Requirement: Begin with the line containing "object_class: hazy sky" and copy every line after it to the end of the entries, exactly, leaving out the lines before it.
══════
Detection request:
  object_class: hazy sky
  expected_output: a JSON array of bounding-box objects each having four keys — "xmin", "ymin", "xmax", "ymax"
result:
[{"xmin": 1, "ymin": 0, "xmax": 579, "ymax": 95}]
══════
Answer area:
  object_class: hazy sky
  expected_output: a JSON array of bounding-box objects each having four keys — "xmin", "ymin", "xmax", "ymax"
result:
[{"xmin": 1, "ymin": 0, "xmax": 579, "ymax": 95}]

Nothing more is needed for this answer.